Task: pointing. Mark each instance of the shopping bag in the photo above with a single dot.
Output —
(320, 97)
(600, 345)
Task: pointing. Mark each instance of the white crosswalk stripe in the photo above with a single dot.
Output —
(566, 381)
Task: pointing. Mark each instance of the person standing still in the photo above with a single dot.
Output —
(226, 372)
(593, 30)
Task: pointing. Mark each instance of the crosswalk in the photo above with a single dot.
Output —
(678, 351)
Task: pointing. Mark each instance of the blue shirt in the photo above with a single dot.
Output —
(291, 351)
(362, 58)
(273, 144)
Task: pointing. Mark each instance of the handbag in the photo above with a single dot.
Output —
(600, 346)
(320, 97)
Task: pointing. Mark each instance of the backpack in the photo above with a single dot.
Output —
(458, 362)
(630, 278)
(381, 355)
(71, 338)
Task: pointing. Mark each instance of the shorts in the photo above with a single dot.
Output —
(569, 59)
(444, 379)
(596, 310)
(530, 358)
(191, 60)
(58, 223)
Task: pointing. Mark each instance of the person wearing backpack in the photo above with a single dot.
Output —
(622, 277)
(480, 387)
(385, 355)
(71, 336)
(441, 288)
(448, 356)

--

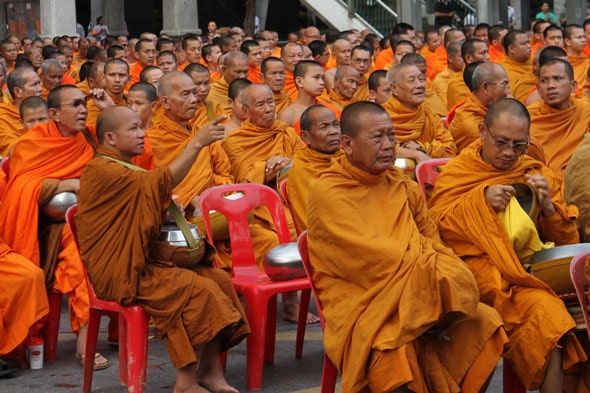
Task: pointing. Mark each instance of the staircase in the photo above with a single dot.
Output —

#### WHAT TO DO
Search the data for the string "above" and copy each line where it appears.

#### OUTPUT FOR THIS TASK
Task: pointing. Mark each instance of the shopping bag in the photo above with a single dot.
Task: pointing. Mark each instance of the white crosswalk stripe in the photo above with a single dot.
Task: pointing. Mark each instance of the person standing still in the photo above with a single dot.
Task: pointing. Mark each instance of the crosswalk in the photo above with a single dot.
Task: pointing. Mark each instance of the blue shirt in the photo above with a single dot.
Task: pointing. Mark each instance of the handbag in the photo above with a single dot.
Task: pointing. Mark each instance of the backpack in the photo above with a single dot.
Task: pointing. Mark each instance of the shorts in the photo above with a single dot.
Task: pointing. Mark each instance of the person wearing backpack in the photo above with a single dot.
Task: pointing. Mark each instance of the staircase in the photo above with a single dot.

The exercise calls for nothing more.